Given request
Copy the lines from the one containing "necklace in the image above." through the one containing "32;68;60;115", putting "pearl" in place of "beaded" and changing nothing else. Return only those lines.

Provided material
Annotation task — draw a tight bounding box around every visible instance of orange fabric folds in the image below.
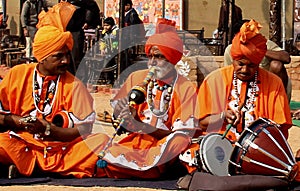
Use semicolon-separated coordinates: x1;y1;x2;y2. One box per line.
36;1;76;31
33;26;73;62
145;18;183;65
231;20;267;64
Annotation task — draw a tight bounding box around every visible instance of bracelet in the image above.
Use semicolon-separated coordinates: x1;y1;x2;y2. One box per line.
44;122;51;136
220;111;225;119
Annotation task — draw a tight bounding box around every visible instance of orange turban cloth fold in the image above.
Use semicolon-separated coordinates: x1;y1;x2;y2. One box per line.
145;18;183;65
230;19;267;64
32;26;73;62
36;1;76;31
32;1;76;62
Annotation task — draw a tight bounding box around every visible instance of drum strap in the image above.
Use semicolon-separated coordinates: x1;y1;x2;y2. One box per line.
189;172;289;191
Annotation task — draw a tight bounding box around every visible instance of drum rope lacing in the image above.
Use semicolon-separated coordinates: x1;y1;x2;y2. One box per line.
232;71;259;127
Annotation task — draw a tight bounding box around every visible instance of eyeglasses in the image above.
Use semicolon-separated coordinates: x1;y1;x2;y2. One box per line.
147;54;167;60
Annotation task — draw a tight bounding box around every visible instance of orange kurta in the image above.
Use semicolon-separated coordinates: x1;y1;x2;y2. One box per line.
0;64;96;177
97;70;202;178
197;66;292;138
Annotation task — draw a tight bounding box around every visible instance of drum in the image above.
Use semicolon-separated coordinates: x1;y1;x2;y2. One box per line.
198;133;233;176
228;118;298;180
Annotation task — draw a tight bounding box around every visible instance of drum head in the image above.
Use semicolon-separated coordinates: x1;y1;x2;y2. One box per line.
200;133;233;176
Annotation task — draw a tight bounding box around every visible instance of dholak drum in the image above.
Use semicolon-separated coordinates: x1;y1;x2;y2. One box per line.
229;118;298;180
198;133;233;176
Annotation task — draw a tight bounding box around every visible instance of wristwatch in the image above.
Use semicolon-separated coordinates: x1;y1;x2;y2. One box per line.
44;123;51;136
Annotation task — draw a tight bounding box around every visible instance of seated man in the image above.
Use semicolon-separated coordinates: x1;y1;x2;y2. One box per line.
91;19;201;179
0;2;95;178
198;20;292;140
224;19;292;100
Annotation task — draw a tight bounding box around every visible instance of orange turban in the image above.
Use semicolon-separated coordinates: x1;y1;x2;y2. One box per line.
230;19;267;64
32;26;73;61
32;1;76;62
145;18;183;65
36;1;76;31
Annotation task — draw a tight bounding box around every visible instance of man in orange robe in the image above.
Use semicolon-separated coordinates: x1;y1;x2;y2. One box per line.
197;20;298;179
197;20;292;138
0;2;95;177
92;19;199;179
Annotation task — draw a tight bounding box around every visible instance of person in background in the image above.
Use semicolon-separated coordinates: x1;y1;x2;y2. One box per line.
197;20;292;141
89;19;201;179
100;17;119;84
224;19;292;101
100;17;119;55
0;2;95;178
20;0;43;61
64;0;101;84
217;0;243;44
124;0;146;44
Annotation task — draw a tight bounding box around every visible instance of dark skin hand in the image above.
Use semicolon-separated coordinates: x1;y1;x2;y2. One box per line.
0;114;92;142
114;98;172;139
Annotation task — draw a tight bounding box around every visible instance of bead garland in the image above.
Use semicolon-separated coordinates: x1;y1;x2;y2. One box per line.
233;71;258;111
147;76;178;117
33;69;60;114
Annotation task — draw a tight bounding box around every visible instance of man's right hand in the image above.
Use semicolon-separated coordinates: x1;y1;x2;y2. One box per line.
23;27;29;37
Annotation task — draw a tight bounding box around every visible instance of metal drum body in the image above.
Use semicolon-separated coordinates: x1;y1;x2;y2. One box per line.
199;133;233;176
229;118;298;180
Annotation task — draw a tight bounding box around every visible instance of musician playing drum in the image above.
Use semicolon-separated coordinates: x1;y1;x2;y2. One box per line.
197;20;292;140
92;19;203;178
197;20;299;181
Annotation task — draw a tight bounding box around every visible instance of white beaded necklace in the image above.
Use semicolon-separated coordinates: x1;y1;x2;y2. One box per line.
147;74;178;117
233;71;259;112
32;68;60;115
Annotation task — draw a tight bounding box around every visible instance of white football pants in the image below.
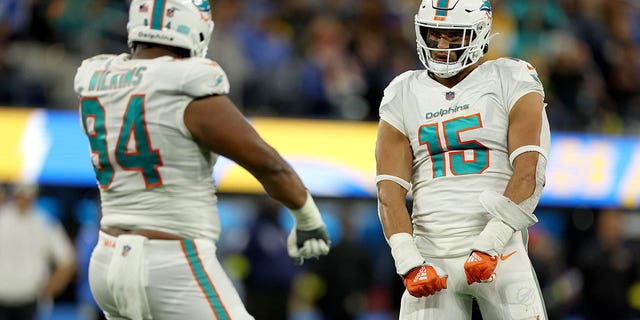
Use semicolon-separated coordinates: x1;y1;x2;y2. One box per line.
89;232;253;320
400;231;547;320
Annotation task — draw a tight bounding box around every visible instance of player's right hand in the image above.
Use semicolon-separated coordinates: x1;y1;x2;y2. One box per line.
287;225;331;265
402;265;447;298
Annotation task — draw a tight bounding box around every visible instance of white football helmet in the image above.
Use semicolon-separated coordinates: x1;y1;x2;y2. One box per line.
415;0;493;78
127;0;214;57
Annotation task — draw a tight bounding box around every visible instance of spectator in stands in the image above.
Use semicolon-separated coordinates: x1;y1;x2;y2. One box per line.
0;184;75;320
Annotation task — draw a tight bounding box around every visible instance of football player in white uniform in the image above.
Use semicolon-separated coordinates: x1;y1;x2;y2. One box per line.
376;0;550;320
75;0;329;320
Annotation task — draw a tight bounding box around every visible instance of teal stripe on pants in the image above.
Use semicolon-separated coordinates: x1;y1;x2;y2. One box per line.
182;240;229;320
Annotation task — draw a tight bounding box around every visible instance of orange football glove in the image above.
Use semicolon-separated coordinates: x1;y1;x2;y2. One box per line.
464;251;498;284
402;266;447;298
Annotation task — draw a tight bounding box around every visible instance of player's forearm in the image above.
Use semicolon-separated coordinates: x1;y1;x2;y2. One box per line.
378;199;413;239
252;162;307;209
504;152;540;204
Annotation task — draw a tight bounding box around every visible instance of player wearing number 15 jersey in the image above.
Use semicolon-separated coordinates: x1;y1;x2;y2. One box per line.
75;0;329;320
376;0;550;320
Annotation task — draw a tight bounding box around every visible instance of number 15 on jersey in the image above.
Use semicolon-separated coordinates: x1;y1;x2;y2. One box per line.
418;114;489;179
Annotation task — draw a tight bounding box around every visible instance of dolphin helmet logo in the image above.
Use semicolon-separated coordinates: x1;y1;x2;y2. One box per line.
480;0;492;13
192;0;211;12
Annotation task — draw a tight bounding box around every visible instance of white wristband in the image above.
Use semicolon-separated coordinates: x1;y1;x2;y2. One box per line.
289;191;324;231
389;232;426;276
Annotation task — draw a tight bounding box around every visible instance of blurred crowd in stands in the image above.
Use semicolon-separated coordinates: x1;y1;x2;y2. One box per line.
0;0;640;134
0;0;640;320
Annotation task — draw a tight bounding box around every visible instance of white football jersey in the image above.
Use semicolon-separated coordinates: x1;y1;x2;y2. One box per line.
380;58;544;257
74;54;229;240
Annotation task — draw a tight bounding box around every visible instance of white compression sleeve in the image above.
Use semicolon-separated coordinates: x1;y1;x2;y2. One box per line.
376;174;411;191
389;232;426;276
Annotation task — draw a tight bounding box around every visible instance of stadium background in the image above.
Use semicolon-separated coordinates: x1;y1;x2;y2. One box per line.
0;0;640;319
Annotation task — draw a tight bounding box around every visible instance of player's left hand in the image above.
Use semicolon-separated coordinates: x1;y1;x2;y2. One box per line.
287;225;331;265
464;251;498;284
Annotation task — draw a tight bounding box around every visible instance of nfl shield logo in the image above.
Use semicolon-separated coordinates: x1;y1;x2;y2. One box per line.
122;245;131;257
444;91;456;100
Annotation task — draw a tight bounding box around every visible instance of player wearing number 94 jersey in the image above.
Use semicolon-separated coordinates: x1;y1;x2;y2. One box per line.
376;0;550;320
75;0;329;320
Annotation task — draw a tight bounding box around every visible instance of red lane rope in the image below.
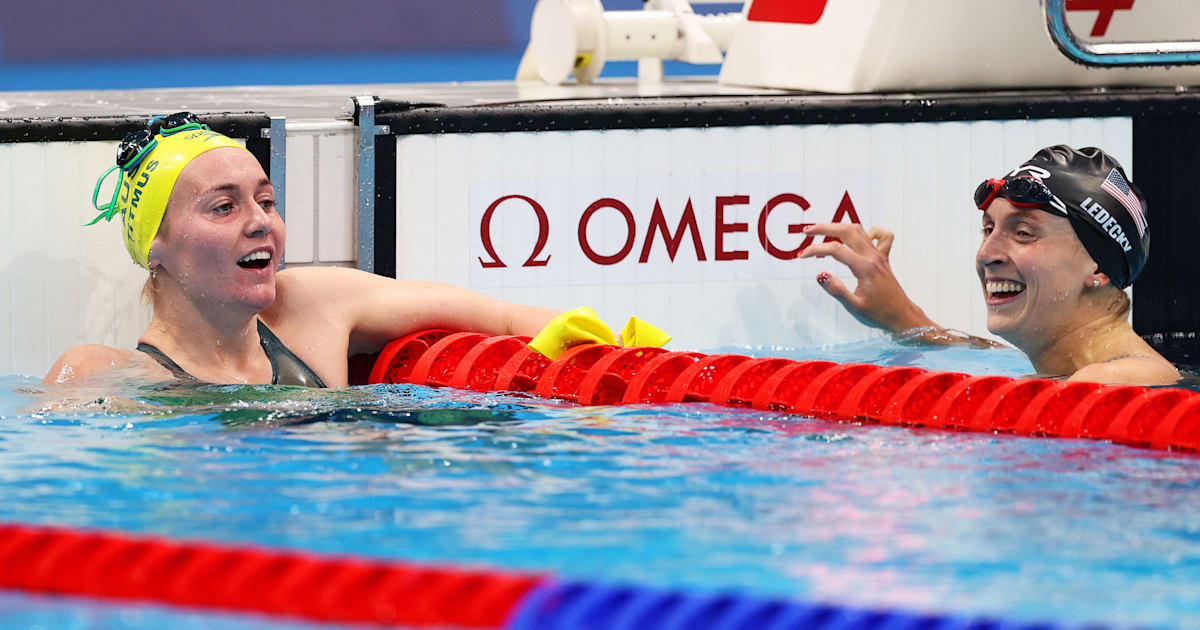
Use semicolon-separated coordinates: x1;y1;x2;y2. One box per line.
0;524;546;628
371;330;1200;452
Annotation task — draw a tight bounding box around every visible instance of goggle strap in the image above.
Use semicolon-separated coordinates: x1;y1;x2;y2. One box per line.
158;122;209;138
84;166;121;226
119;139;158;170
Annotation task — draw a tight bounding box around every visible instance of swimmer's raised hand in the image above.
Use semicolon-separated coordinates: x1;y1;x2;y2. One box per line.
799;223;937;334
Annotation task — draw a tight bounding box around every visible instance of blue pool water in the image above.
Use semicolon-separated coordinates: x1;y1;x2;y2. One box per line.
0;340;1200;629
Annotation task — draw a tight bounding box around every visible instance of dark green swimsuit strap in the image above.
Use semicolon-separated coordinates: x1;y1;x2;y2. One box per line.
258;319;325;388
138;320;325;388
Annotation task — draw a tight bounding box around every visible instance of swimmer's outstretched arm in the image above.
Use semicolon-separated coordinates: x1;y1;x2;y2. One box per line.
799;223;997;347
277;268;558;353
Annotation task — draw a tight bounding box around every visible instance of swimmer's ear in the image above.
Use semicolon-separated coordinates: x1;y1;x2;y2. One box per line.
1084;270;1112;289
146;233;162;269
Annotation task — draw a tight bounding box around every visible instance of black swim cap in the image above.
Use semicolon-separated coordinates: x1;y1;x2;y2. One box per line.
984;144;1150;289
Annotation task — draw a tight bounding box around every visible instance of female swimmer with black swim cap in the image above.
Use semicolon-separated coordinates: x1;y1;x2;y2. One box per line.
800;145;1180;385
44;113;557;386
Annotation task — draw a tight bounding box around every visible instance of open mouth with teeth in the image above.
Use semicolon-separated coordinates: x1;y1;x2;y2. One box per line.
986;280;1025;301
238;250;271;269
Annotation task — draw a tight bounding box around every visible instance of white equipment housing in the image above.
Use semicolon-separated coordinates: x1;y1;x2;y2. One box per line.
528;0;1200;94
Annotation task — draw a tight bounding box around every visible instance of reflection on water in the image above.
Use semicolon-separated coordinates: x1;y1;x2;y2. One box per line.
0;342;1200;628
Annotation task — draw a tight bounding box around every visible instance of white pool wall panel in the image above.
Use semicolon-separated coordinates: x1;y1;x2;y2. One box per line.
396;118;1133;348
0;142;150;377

The response
Annotation task — draw a tight bounding box around every visible instance of white pearl necklace in the image above.
Use semicolon-separated coordinates: x1;y1;x2;y2. One box per line.
147;74;178;117
233;71;259;112
32;68;60;115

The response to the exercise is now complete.